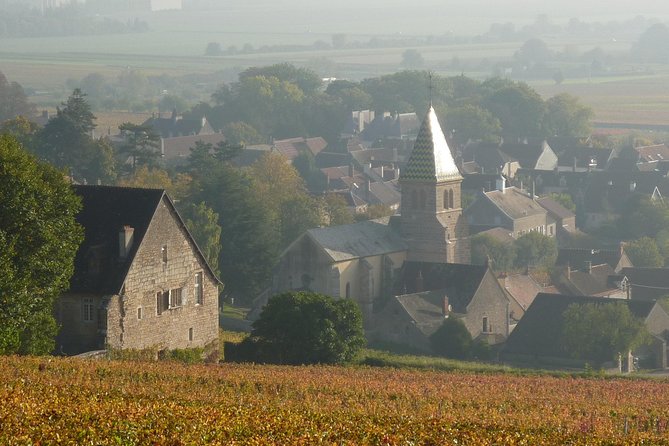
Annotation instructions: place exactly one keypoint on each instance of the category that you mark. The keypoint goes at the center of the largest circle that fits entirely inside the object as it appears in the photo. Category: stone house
(140, 281)
(470, 293)
(537, 339)
(512, 209)
(361, 260)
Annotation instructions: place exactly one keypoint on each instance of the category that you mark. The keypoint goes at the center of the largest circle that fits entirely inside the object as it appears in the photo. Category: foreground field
(69, 401)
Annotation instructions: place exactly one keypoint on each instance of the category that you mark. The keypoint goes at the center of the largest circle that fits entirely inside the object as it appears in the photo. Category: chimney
(419, 282)
(500, 184)
(125, 239)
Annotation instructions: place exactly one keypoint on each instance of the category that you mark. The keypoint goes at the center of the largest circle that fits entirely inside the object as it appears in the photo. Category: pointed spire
(431, 158)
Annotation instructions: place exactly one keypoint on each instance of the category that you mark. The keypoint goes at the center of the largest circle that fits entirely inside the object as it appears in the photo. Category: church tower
(431, 212)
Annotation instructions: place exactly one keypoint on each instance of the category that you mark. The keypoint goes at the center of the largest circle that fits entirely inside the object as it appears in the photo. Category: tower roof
(431, 158)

**What is required**
Reproduce every item above verbatim, leaving out the pictures.

**Correct output**
Annotation instructions: place exactly one keypoint on each instance of the category that you mark. The keypoint goes at the center of the largest circle that fits entirely inside the object as it appears in the photo. Category: stone house
(140, 281)
(470, 293)
(537, 339)
(512, 209)
(361, 260)
Annotation instructions: place exactly one keypoint on each instance of the category that you mark. The keypoint goes at the center of the largest circle that fits entirely inside the object as it appears in the photo. Category: foreground field
(69, 401)
Annotation instructions: place exactly one keypoint on each instance of the category that you mark. The keypoint goes at the center of the largest circle that fits entirely inside the object as it appears in the photo. Category: chimney
(419, 282)
(500, 184)
(125, 239)
Annotation instructions: place exactly one keypoint on each instance of the category that you mark. The keypoint goes at the center of the largest circle that fits entirely inside the object as it appears in the photo. Category: pointed spire
(431, 158)
Annotation instructions: place exactly one keypoint on each instance of the category that you mark. The keypoint goes at the center of the largest circle that fits entirely inside the object as it appears in the photo. Category: church tower
(431, 212)
Annotation instructions: place exactly one keypoint on each instance of the category that you mark. The keypoint goes at the center of the largest circle that fits entirely inside the object as it appears in the photo. Category: tower roof
(431, 158)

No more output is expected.